Stored items from a collection:
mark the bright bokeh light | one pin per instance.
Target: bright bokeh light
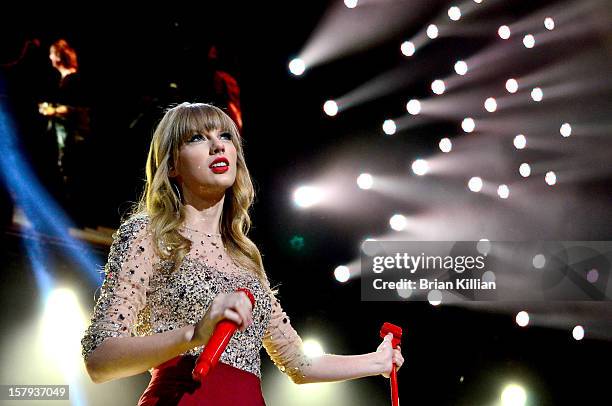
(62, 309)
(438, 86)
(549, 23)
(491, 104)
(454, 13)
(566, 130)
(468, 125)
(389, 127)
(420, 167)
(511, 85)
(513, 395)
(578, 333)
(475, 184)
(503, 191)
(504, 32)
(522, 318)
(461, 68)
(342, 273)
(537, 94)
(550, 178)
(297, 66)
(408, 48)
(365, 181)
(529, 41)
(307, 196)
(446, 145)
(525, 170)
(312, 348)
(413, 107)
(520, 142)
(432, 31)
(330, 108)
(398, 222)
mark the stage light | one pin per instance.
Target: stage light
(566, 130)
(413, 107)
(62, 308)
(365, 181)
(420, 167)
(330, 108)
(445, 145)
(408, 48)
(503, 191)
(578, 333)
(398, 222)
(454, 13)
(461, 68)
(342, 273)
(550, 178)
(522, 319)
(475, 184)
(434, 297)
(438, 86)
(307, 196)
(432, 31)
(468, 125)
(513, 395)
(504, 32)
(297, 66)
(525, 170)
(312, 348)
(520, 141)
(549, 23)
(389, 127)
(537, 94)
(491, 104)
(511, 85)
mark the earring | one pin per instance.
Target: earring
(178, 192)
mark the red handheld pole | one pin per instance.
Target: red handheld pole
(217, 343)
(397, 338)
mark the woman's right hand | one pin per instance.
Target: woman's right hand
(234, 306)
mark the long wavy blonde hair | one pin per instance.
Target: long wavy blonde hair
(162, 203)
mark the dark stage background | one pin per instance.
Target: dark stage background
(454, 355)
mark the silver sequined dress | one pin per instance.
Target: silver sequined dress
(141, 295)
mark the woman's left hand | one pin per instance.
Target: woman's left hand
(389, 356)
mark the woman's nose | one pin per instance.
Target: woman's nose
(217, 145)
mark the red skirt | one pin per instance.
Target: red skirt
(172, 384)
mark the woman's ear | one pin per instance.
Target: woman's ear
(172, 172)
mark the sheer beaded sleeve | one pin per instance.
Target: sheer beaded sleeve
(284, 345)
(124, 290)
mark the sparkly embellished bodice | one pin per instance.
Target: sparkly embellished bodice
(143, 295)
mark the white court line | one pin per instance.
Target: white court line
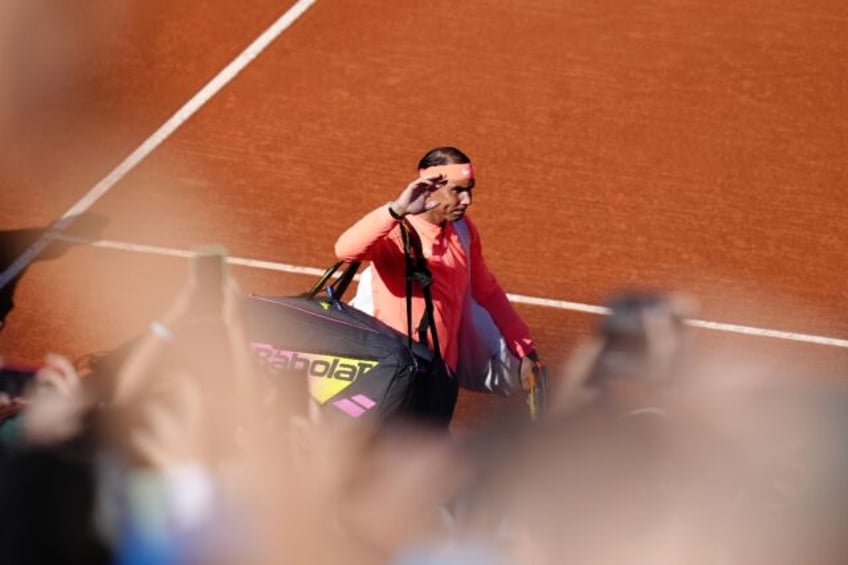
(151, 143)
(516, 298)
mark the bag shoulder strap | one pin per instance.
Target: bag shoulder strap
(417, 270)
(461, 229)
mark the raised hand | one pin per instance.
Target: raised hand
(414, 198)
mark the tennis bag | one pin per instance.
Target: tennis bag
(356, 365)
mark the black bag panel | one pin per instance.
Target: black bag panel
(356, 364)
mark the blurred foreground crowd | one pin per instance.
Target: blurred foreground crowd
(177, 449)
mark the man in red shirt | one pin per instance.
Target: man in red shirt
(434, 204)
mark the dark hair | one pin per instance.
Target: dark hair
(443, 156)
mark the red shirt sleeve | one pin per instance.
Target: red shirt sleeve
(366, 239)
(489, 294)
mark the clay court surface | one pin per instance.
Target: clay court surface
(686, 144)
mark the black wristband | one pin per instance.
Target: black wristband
...
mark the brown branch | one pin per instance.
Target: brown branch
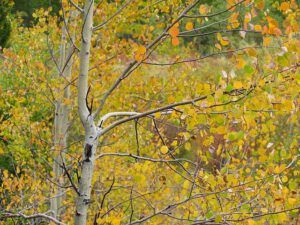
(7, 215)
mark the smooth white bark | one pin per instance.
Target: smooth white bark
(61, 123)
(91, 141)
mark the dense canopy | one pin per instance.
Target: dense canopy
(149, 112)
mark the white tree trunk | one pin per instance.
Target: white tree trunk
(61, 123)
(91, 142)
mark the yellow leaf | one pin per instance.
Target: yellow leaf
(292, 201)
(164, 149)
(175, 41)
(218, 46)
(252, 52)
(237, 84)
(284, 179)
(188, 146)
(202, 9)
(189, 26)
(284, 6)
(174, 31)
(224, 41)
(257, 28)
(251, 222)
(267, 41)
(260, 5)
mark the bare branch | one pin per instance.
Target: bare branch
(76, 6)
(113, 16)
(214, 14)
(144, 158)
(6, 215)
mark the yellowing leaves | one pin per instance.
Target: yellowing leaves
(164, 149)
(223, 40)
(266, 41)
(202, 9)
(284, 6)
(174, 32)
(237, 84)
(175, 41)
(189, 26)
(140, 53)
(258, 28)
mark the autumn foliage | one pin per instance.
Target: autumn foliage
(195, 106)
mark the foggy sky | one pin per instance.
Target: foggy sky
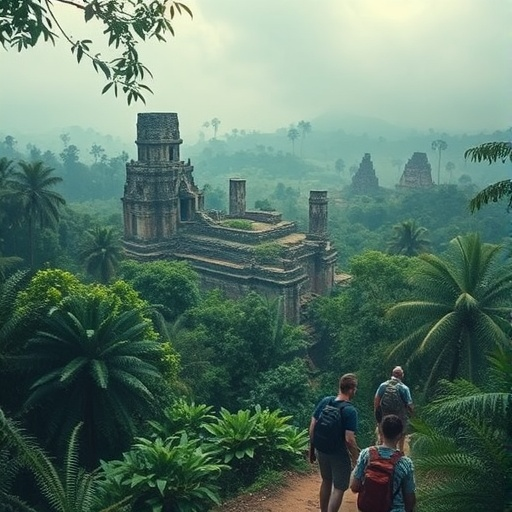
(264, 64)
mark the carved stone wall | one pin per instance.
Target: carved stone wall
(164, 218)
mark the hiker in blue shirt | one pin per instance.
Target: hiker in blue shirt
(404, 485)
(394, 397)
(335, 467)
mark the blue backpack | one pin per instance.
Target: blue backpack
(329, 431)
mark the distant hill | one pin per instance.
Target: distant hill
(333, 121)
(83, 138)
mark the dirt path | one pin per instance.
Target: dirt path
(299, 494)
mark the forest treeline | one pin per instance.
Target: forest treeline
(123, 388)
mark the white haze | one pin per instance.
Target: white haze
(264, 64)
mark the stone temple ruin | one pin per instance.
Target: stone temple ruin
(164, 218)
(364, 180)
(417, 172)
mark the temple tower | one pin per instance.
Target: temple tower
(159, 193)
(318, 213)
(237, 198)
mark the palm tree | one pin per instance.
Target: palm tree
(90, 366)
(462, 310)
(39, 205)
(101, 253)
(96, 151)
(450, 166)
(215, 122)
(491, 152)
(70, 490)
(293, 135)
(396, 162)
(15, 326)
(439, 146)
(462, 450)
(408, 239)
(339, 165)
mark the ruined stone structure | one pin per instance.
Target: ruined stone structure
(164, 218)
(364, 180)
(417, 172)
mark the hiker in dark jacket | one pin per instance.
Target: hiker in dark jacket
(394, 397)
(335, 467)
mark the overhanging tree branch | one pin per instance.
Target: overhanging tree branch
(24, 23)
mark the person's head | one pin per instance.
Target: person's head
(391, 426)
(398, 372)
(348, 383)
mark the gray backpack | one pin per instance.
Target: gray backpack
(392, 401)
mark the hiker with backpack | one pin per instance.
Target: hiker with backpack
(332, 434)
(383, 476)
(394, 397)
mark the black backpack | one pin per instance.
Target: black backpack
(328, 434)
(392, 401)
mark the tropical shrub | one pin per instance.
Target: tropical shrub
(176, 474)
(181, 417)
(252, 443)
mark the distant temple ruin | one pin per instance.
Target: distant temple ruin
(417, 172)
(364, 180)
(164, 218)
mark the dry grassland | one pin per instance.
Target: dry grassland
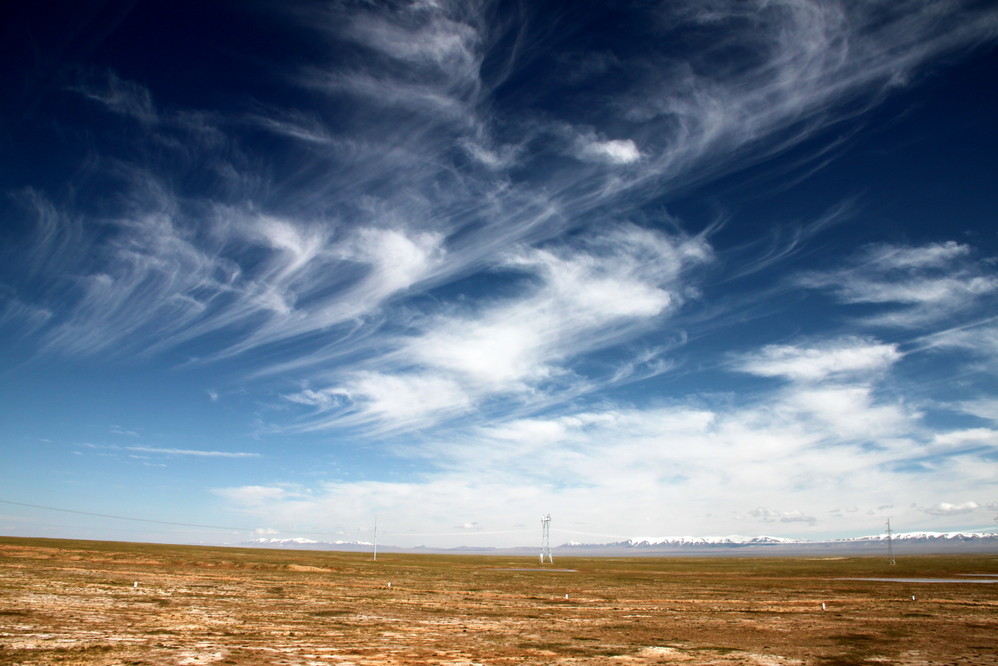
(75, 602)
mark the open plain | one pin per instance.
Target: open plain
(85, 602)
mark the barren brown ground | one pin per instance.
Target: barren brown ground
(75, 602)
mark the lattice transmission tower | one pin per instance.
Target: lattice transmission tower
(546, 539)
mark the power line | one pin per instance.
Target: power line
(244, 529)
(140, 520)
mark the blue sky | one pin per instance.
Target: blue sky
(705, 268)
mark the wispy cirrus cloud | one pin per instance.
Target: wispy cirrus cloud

### Your goal
Set out the material as a numbered list, starting with the line that contains "mark the overhanging" and going on through the line that contains "Target: wispy cirrus cloud", both included. Skip blank lines and leave the pictures out.

### Exercise result
1. mark the overhanging tree branch | one pin per instance.
2. Target: overhanging tree branch
3. (24, 23)
4. mark the person's head | one pin per instance.
5. Target: person's head
6. (391, 426)
7. (398, 372)
8. (348, 383)
9. mark the gray backpack | one pin per instance.
10. Target: gray backpack
11. (392, 401)
12. mark the hiker with backpack | one pin per instance.
13. Target: hiker with backpack
14. (332, 434)
15. (383, 476)
16. (394, 397)
17. mark the black backpack | one pin per instance.
18. Target: black backpack
19. (328, 434)
20. (392, 401)
21. mark the tropical shrub | one pin per instance.
22. Target: tropical shrub
23. (176, 474)
24. (181, 417)
25. (252, 443)
26. mark the distant temple ruin | one pin per instance.
27. Target: distant temple ruin
28. (417, 172)
29. (364, 180)
30. (164, 218)
31. mark the dry grassland | one pin per instance.
32. Target: dry grassland
33. (75, 602)
34. mark the open plain | one pin per instance.
35. Target: open plain
36. (85, 602)
37. mark the barren brown ground | one pin per instance.
38. Target: barren brown ground
39. (75, 602)
40. mark the lattice transmission tower | one pin per instance.
41. Target: lattice transmission tower
42. (546, 539)
43. mark the power line | one pin per instance.
44. Target: power line
45. (244, 529)
46. (140, 520)
47. mark the blue sky | one pin per instance.
48. Target: blue sky
49. (705, 268)
50. mark the wispy cirrus cloud | one pin per instance.
51. Target: wispy cirrus cloud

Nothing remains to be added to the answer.